__Assignment 1__:
Copy from the article on China's military purge the part that opens with the words containing "Photo by Kevin" and closes with "drive by 2050.".
__Assignment 2__:
Pick up the article on China's military purge after its final sentence and keep writing.

(Beginning of Reading text)

Dec 31, 2023 - World

China's military purge deepens

Photo by Kevin Frayer/Getty Images

PLA soldiers stand at attention in front of photo of China's president Xi Jinping at their barracks outside the Forbidden City, near Beijing's Tiananmen Square, on May 20, 2020. Photo: Kevin Frayer/Getty Images

China's leaders are expanding an anti-corruption campaign targeting power centers within the military, risking instability and a crisis of confidence during a sensitive time in China's foreign relations.

Why it matters: Recent purges highlight the obstacles facing China's leader Xi Jinping as he tries to complete his military modernization drive by 2050.

Driving the news: Nine Chinese generals and three Chinese defense technology officials were removed from a top Chinese Communist Party advisory body late last week, according to Chinese state media.

  • The generals largely came from the Rocket Force, which oversees China's missile program.
  • "The strategic nuclear force is what China relies on as the bottom line of its national security, and the last resort on Taiwan," said Yun Sun, China program director at the DC-based Stimson Center, told Reuters.
  • "It will take some time for China to clean up the mess and restore confidence in the Rocket Force's competence and trustworthiness. It means for the time being, China is at a weaker spot."

Details: The defense industry officials, meanwhile, all work at state-owned missile manufacturing companies.

  • "These officials' removal may engender political instability among the political leadership," said Wen-Ti Sung, a nonresident fellow at the Atlantic Council's Global China Hub. Three members of the powerful Politburo also once worked at the same three companies of the ousted officials.
  • In China's opaque high-level politics, that kind of link between powerful officials and fallen officials could mean Xi is targeting patronage networks.

Between the lines: Corruption in the People's Liberation Army, China's military, has long been endemic and military officials have been resistant to efforts to address it.

(End of Reading text)
(Beginning of Information)

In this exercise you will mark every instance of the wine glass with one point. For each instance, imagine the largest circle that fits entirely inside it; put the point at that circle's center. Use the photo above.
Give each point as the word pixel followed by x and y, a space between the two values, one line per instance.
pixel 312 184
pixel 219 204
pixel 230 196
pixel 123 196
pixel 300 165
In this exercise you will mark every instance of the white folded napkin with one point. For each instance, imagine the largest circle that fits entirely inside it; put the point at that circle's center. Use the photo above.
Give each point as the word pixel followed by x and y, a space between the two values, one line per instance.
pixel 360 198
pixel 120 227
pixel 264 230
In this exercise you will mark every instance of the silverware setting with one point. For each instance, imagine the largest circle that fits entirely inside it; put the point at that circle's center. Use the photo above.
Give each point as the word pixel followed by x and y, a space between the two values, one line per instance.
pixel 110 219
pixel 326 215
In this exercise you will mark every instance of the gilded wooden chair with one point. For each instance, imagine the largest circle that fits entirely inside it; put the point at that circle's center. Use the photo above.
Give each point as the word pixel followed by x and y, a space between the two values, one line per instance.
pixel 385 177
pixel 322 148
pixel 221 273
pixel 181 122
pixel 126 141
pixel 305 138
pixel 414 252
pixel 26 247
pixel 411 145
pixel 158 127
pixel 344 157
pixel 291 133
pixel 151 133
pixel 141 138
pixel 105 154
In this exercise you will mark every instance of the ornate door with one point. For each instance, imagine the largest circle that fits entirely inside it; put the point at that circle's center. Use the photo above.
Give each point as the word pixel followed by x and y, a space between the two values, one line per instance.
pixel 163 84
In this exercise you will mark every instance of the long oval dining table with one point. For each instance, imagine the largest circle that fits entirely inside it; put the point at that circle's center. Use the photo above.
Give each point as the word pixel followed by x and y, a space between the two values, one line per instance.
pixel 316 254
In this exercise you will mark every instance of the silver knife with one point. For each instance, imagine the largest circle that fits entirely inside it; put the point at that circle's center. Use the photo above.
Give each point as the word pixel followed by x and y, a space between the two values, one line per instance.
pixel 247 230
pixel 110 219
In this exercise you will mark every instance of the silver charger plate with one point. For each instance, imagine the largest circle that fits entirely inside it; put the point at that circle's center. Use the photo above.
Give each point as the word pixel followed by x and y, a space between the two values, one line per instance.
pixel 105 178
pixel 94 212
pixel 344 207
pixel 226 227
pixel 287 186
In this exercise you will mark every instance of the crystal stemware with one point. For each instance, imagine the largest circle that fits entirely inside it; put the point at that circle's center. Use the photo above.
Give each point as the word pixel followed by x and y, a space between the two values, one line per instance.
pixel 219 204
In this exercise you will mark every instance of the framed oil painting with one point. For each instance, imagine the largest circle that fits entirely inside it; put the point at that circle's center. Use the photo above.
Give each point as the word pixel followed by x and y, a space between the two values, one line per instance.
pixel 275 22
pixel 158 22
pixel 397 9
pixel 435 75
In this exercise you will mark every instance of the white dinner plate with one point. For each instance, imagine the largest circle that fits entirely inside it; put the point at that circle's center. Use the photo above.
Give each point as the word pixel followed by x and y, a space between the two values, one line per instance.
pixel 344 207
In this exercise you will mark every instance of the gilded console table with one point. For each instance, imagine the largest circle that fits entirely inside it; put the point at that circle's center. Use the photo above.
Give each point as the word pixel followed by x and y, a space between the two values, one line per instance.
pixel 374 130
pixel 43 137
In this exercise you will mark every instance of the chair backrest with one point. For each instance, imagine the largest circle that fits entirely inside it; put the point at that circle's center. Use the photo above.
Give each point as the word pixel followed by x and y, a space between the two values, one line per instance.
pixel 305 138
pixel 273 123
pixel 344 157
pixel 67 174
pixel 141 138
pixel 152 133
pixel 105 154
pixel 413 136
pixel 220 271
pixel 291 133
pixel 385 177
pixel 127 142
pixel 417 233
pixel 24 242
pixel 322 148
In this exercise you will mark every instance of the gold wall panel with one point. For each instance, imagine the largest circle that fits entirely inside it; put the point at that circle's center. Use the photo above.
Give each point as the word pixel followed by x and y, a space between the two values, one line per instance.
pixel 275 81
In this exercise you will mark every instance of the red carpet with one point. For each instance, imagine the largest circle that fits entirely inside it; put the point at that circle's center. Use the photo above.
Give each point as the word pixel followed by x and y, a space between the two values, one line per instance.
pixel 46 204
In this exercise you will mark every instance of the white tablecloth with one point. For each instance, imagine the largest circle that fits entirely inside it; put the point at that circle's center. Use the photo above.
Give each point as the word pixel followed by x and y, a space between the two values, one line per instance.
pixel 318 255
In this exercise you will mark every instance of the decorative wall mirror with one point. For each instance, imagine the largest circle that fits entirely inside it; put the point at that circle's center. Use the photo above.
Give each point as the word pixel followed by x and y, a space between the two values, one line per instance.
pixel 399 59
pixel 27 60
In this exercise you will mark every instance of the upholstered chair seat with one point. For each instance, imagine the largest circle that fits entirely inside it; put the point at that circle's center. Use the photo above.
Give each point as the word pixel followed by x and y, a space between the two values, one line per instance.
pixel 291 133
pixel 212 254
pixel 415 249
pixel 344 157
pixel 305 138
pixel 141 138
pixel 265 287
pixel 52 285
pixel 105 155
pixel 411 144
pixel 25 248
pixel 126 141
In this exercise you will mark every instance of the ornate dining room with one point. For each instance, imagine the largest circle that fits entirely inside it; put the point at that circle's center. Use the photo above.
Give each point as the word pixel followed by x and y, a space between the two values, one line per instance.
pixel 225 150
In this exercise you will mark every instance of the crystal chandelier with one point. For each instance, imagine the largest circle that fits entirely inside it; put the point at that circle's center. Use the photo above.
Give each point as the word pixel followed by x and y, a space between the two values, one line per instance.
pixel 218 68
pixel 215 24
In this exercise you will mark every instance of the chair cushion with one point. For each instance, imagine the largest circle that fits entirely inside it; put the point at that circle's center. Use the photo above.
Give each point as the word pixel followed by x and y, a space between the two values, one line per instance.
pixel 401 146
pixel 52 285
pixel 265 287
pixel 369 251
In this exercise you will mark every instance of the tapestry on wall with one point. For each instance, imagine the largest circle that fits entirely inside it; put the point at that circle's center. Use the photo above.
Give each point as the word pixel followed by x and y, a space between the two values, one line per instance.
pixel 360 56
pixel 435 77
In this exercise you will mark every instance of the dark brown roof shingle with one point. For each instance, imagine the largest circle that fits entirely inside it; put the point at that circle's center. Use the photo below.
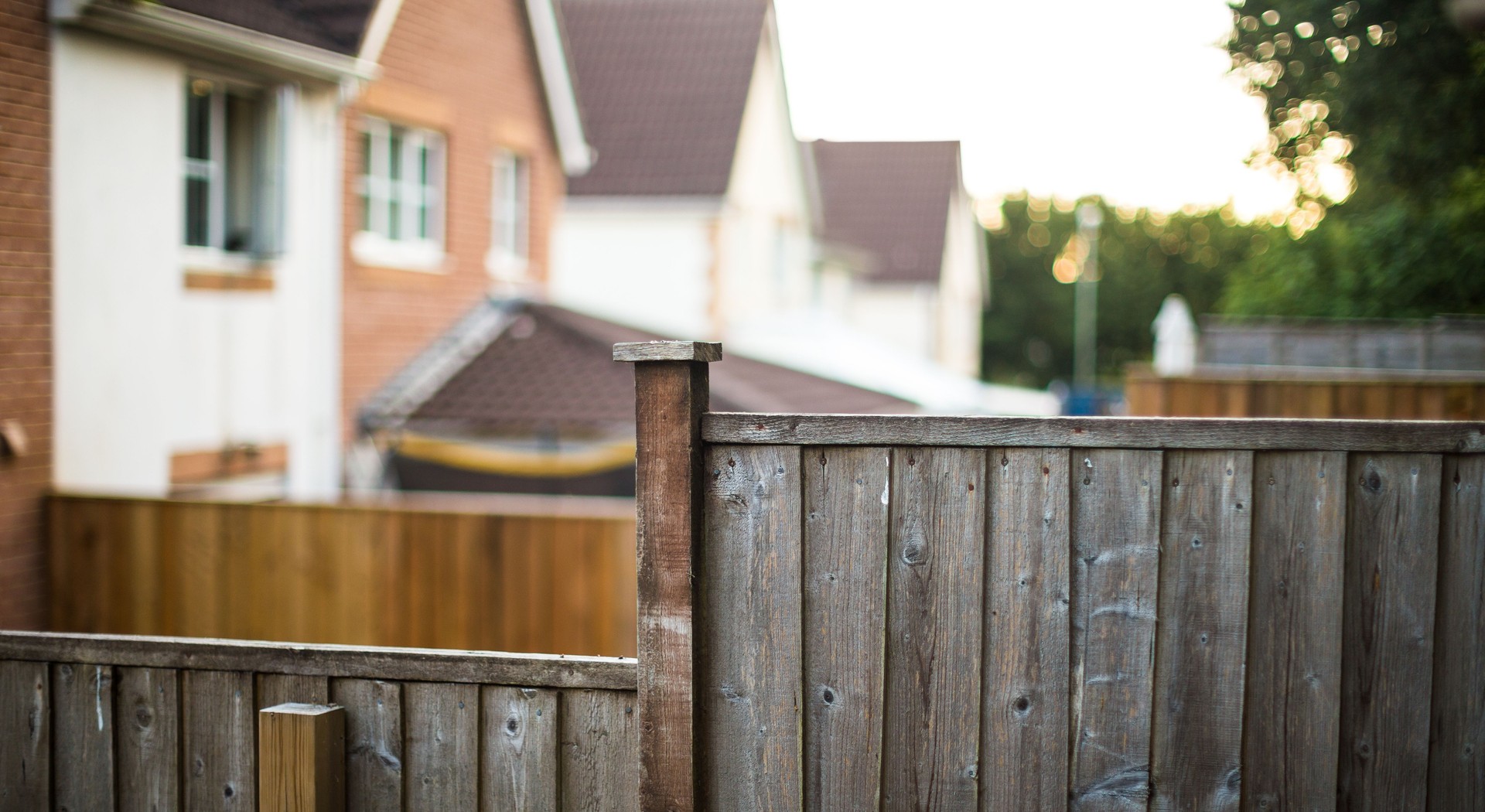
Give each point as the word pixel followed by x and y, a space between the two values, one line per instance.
pixel 890 200
pixel 661 85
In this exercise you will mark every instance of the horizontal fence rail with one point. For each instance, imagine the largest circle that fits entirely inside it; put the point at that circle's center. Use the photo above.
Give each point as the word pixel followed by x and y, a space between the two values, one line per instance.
pixel 97 722
pixel 374 575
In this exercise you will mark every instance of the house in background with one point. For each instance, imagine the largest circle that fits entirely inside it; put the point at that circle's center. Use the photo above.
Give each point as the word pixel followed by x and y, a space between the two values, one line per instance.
pixel 455 159
pixel 196 219
pixel 697 214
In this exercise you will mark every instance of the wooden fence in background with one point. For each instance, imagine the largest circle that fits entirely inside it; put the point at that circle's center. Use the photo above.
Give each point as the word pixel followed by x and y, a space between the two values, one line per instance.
pixel 351 575
pixel 1306 394
pixel 1055 613
pixel 156 723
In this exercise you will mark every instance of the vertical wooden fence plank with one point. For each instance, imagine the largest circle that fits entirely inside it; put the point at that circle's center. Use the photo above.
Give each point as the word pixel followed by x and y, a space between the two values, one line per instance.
pixel 934 613
pixel 1197 726
pixel 599 752
pixel 1291 734
pixel 26 734
pixel 749 602
pixel 82 735
pixel 1388 660
pixel 1115 578
pixel 373 742
pixel 845 623
pixel 443 745
pixel 220 769
pixel 148 718
pixel 1457 737
pixel 519 760
pixel 1023 729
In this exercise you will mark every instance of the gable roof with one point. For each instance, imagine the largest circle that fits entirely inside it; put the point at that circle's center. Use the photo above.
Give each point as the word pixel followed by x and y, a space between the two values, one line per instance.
pixel 891 201
pixel 661 85
pixel 555 367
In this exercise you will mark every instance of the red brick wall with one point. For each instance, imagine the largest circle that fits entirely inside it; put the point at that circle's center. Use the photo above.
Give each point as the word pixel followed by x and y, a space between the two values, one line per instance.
pixel 468 69
pixel 26 305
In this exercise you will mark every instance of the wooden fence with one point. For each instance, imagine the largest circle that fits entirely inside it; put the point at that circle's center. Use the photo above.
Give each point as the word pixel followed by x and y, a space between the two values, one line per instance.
pixel 532 579
pixel 93 722
pixel 1055 613
pixel 1318 392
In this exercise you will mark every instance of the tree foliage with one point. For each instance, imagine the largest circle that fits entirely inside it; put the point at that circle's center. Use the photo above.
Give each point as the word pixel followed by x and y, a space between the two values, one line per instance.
pixel 1392 92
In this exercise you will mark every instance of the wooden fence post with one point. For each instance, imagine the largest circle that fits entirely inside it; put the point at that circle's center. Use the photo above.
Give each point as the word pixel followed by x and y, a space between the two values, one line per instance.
pixel 670 395
pixel 302 757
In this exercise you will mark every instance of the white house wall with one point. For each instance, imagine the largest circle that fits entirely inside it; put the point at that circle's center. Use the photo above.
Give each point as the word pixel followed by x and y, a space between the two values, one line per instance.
pixel 146 369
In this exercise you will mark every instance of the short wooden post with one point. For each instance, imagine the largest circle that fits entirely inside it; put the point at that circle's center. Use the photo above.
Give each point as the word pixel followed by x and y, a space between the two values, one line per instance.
pixel 670 395
pixel 302 757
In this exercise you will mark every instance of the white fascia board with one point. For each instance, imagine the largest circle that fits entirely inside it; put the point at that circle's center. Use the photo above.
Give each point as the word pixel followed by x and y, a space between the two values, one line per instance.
pixel 155 24
pixel 562 100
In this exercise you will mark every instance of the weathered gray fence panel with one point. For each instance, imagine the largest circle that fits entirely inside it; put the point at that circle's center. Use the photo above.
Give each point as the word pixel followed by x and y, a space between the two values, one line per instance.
pixel 1025 692
pixel 1115 557
pixel 26 729
pixel 219 729
pixel 934 615
pixel 519 763
pixel 1388 663
pixel 599 752
pixel 847 495
pixel 1457 735
pixel 148 734
pixel 1291 732
pixel 1196 750
pixel 442 745
pixel 82 737
pixel 749 671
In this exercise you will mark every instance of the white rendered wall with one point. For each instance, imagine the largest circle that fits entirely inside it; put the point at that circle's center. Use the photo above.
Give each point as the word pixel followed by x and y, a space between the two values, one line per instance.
pixel 143 367
pixel 644 264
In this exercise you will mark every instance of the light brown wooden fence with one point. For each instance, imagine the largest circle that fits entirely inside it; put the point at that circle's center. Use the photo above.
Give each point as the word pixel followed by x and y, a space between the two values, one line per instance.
pixel 1055 613
pixel 156 723
pixel 1306 394
pixel 350 575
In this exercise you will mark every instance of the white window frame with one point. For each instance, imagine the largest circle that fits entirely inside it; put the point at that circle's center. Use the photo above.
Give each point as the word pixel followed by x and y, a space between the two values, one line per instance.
pixel 510 216
pixel 394 241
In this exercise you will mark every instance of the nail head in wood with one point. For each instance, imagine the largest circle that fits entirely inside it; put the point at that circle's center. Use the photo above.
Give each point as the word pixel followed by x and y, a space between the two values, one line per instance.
pixel 668 350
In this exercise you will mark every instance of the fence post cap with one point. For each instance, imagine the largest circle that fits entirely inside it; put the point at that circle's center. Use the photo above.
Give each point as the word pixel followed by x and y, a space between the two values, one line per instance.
pixel 668 350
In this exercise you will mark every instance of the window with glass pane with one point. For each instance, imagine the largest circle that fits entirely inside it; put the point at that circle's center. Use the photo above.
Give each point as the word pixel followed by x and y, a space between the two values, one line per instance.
pixel 401 182
pixel 224 129
pixel 508 206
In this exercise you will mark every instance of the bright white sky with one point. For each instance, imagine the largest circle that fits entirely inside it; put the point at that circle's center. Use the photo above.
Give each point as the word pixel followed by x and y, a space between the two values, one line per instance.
pixel 1060 97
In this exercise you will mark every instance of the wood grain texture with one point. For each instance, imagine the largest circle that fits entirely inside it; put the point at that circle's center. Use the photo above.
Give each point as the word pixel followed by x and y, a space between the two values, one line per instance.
pixel 1096 432
pixel 82 737
pixel 1457 732
pixel 1026 595
pixel 1197 722
pixel 668 401
pixel 1388 663
pixel 26 729
pixel 749 677
pixel 519 762
pixel 1291 734
pixel 148 737
pixel 934 613
pixel 599 752
pixel 373 742
pixel 323 661
pixel 442 726
pixel 217 728
pixel 1115 582
pixel 844 626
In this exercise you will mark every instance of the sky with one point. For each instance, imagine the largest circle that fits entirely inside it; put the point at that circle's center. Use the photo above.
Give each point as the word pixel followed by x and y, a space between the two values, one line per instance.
pixel 1128 100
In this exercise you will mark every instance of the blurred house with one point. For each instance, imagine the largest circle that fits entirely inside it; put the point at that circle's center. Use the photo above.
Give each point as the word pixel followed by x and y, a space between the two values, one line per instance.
pixel 524 398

(End of Information)

__Answer 1__:
Photo by Kevin Frayer/Getty Images

PLA soldiers stand at attention in front of photo of China's president Xi Jinping at their barracks outside the Forbidden City, near Beijing's Tiananmen Square, on May 20, 2020. Photo: Kevin Frayer/Getty Images

China's leaders are expanding an anti-corruption campaign targeting power centers within the military, risking instability and a crisis of confidence during a sensitive time in China's foreign relations.

Why it matters: Recent purges highlight the obstacles facing China's leader Xi Jinping as he tries to complete his military modernization drive by 2050.

__Answer 2__:
  • Evidence of corruption in the advanced weapon systems and components sectors could detract from China's push to modernize its military and "may chip away at China's ability to catch up with the U.S. militarily," Sung added.

The other side: The Chinese government has not commented on the personnel shake-ups, though in July Xi called for "deepening reforms" in the armed forces and "improving the strategic management of the military."

  • "Corruption is the biggest cancer that harms the vitality and combat effectiveness of the party, and anti-corruption is the most thorough self-revolution," Xi said at the 20th Party Congress last year.

Background: The removals are the latest in a series targeting top-level defense officials in China.

  • In August, two generals overseeing China's nuclear and missile force were removed and, in a highly unusual move, replaced with officials from outside the force.
  • Former Chinese defense minister Li Shangfu was detained earlier this year and then removed from his position. Former Chinese foreign minister Qin Gang, who previously served as China's envoy to the U.S., was also removed from his position this year.
  • Chinese authorities have given no explanation for the removals, but rumors have swirled of procurement-related corruption, affairs and even espionage committed by the fallen officials.

What to watch: China appointed a new defense minister on Friday, navy admiral Dong Jun, a move that could help relieve the uncertainty the U.S. and other governments have felt since Li's detention.